_WORK TO BE COMPLETED_
Your answer must be an exact copy of all the entries.

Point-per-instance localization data
▬▬▬▬▬▬

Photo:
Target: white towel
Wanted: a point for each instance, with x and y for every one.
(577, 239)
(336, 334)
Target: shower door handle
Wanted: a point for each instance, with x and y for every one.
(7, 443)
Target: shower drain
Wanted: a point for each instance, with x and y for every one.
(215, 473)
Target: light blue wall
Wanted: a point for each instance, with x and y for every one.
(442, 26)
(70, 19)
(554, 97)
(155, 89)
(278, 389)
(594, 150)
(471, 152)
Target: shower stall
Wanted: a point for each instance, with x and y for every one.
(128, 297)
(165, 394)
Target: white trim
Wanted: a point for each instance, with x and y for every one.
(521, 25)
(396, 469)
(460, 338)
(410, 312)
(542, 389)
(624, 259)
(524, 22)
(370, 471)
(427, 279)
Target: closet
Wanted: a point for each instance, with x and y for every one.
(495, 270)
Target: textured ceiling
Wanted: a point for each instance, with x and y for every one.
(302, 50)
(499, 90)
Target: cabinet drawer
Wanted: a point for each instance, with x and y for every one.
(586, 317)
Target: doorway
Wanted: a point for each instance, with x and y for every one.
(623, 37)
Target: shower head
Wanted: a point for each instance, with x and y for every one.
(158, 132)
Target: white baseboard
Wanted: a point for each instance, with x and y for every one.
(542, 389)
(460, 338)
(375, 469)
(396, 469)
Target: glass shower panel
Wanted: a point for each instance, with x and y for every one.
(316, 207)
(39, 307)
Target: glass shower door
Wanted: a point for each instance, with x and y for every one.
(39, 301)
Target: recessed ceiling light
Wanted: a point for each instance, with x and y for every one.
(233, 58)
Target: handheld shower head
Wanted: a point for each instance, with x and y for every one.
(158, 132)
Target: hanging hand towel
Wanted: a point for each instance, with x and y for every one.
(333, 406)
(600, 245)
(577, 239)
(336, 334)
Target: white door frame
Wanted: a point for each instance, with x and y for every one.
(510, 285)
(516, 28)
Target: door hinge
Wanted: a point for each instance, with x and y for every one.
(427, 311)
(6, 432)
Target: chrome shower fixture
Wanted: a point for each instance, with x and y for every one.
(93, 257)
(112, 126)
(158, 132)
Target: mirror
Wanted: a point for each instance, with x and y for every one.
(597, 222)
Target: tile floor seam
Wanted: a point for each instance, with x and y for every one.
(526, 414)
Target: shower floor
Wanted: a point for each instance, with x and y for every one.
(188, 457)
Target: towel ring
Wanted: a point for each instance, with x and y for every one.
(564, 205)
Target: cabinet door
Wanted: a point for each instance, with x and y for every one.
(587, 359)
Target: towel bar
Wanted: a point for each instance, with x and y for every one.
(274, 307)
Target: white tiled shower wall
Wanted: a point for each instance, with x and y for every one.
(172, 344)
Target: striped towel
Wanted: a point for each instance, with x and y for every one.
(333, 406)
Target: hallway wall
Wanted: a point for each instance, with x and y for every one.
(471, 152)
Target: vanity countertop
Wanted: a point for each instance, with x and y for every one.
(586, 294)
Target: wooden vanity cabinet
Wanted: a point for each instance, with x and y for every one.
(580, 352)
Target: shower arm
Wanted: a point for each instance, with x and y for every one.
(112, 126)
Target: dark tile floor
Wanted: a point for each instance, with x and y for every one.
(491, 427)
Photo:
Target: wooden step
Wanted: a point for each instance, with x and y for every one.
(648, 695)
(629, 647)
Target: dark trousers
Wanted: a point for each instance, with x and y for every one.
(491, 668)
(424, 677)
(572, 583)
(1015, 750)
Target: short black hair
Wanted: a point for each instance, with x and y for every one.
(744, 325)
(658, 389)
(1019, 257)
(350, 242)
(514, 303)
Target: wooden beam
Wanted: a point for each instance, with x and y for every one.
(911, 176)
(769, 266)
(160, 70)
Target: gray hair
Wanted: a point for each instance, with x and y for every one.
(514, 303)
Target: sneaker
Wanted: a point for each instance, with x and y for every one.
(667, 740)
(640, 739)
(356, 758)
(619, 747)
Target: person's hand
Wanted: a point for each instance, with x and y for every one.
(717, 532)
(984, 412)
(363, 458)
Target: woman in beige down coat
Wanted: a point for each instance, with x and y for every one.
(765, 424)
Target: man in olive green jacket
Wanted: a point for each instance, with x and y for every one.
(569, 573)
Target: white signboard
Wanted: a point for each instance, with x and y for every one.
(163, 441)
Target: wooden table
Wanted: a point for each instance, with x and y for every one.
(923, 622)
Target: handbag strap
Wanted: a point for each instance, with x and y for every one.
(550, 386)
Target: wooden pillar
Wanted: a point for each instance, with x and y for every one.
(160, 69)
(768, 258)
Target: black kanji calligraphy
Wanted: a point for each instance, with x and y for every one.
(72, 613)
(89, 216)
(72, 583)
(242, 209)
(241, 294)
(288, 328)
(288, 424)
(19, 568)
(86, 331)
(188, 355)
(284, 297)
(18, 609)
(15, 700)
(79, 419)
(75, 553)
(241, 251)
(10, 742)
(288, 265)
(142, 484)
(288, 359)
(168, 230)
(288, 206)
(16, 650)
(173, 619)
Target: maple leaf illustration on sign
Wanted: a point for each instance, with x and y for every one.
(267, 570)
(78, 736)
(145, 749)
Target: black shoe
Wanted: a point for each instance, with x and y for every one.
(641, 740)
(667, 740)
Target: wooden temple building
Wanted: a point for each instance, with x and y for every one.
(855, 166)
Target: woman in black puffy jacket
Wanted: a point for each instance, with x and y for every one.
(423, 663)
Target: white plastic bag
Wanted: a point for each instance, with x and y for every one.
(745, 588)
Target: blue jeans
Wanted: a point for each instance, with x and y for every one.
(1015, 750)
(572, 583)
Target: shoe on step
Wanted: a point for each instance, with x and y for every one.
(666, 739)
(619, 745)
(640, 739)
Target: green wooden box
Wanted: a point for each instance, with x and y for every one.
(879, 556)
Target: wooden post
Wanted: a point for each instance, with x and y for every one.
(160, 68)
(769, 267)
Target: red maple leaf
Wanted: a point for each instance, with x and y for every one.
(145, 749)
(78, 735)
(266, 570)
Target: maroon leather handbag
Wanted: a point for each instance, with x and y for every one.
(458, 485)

▬▬▬▬▬▬

_ANSWER SPACE_
Photo:
Target: white towel
Wanted: a point for each instance, with x and y for every one.
(577, 239)
(336, 334)
Target: shower door handle
Wanted: a point for each instance, with x and y for every one.
(7, 443)
Target: shower drain
Wanted: a point for each instance, with x and y for every one.
(215, 473)
Target: light blue wall
Wanted: a point for each instance, with x and y for every one.
(442, 26)
(70, 19)
(554, 97)
(155, 89)
(278, 389)
(594, 150)
(471, 152)
Target: shower stall
Wanted: a point for each instance, with x and y for every one.
(128, 297)
(165, 394)
Target: white trim
Wanted: a point for each instance, with x and y for every one.
(521, 25)
(396, 469)
(460, 338)
(410, 312)
(542, 389)
(624, 259)
(524, 22)
(370, 471)
(427, 279)
Target: closet
Wanted: a point for each instance, with x and y for every one.
(495, 270)
Target: textured ceiling
Wanted: a point for each instance, with x and y for every one.
(302, 50)
(499, 90)
Target: cabinet drawer
Wanted: a point for each instance, with x and y for every one.
(586, 317)
Target: doorway
Wanted: a point for each instance, with x and y for every one.
(623, 37)
Target: shower head
Wanted: a point for each instance, with x and y for every one.
(158, 132)
Target: white baseboard
Wanted: a point for each instance, with x and y for every one.
(542, 389)
(460, 338)
(375, 469)
(396, 469)
Target: glass shower panel
Wanted: a point for each instance, with x and y for every one.
(316, 207)
(39, 307)
Target: glass shower door
Wanted: a point for each instance, with x and y for every one.
(39, 301)
Target: recessed ceiling light
Wanted: a point for each instance, with x and y for every one.
(233, 58)
Target: handheld shower head
Wanted: a point for each instance, with x and y for every one.
(158, 132)
Target: hanging hand towel
Wanted: a point for each instance, with x and y for every one.
(333, 406)
(600, 245)
(577, 239)
(336, 334)
Target: white door frame
Wanted: a point for each instance, with x and y for every one.
(510, 285)
(516, 28)
Target: door hinge
Wanted: a point for each instance, with x and y for every one.
(427, 311)
(6, 432)
Target: chrome shower fixture
Wanted: a point for each instance, with x and y for every one.
(93, 257)
(112, 126)
(158, 132)
Target: mirror
Wanted: a point for each instance, with x and y for every one.
(597, 222)
Target: tile floor seam
Wanted: a point for each instance, with x and y for every one.
(526, 414)
Target: shower floor
Wanted: a point for each instance, with x and y for every one.
(188, 457)
Target: towel ring
Wanted: a point for each instance, with x and y for every one.
(564, 205)
Target: cabinet door
Wanted: a point for each instance, with x and y for every one.
(587, 359)
Target: towel bar
Wanted: a point for each instance, with x and y for every one.
(274, 307)
Target: white tiled shower wall
Wanted: a point for each instance, with x and y for every one.
(172, 344)
Target: striped towel
Wanted: a point for each instance, with x and y for every one.
(333, 406)
Target: hallway wall
Wanted: a point for each instance, with x and y for every one.
(471, 152)
Target: vanity countertop
Wanted: a point for each instance, with x and y for every one.
(586, 294)
Target: wooden vanity cabinet
Wanted: a point for each instance, with x and y for every one.
(580, 352)
Target: shower arm
Wanted: a point for each instance, with x and y for every one.
(112, 126)
Target: dark tile floor
Wanted: a point for each instance, with x and y for every one.
(491, 427)
Photo:
Target: wooden step
Wanted: a point for each instance, with x and y for every one.
(648, 695)
(629, 647)
Target: dark trousers
Wanted: a point for each instance, with x and y for every one.
(491, 668)
(424, 677)
(572, 583)
(1015, 750)
Target: short black hair
Wanted: a point for each instance, with x and y for every one.
(744, 325)
(658, 389)
(1019, 257)
(350, 242)
(514, 303)
Target: wooden beam
Wanted: a point for each instance, with x and y for every one.
(911, 176)
(769, 266)
(160, 70)
Target: gray hair
Wanted: a point for each instance, with x and y for every one.
(514, 303)
Target: sneaker
Wanted: a point for each instance, with x and y for every one.
(667, 740)
(640, 739)
(356, 758)
(619, 747)
Target: person's hand
Wanted: a point for each instance, with x and y for every one.
(717, 532)
(984, 412)
(363, 458)
Target: woman in beige down coat
Wanted: a point for each instance, with x and y for every one.
(765, 424)
Target: man in olive green jacket
Wanted: a point for each instance, with x and y for every one.
(569, 573)
Target: white signboard
Wanted: a point for each instance, with x and y for every one.
(163, 441)
Target: wooden table
Wanted: a point for each instance, with x and y for every one.
(923, 622)
Target: handbag strap
Wanted: a point for each instance, with x and y for every one.
(550, 386)
Target: wooden pillar
Wanted: a point for each instance, with x and y for every one.
(160, 69)
(768, 258)
Target: black kanji calligraphy
Wanted: a point for each instance, with x and y for every one.
(72, 613)
(89, 216)
(72, 583)
(242, 209)
(241, 294)
(288, 328)
(288, 424)
(19, 568)
(86, 331)
(188, 355)
(284, 297)
(18, 609)
(15, 700)
(79, 419)
(75, 553)
(241, 251)
(10, 742)
(288, 265)
(142, 484)
(288, 359)
(168, 230)
(288, 206)
(16, 650)
(173, 619)
Target: maple leaf illustration on sign
Wanted: a point for each instance, with x and y for every one.
(267, 570)
(78, 736)
(145, 749)
Target: black shoe
Wanted: a point for each instance, with x and y for every one.
(641, 740)
(667, 740)
Target: wooden temple building
Wanted: a point for each instance, with x and y for every one.
(855, 166)
Target: woman in black puffy jacket
Wanted: a point for each instance, with x and y for every one.
(423, 663)
Target: white plastic bag
Wanted: a point for each instance, with x and y for every one.
(745, 588)
Target: blue jeans
Wanted: a point for each instance, with x and y for every one.
(1015, 750)
(572, 583)
Target: shoe on step
Wanted: a point for each instance, with x and y for every one.
(666, 739)
(619, 745)
(640, 739)
Target: green wooden box
Wanted: a point for each instance, with x and y for every one.
(879, 556)
Target: wooden post
Wanted: a point for each instance, with x and y for every one.
(160, 68)
(769, 267)
Target: red maple leaf
Wanted: a point for each instance, with x and y for every one.
(145, 749)
(78, 735)
(266, 570)
Target: maroon leather handbag
Wanted: a point for each instance, with x and y for every one.
(458, 485)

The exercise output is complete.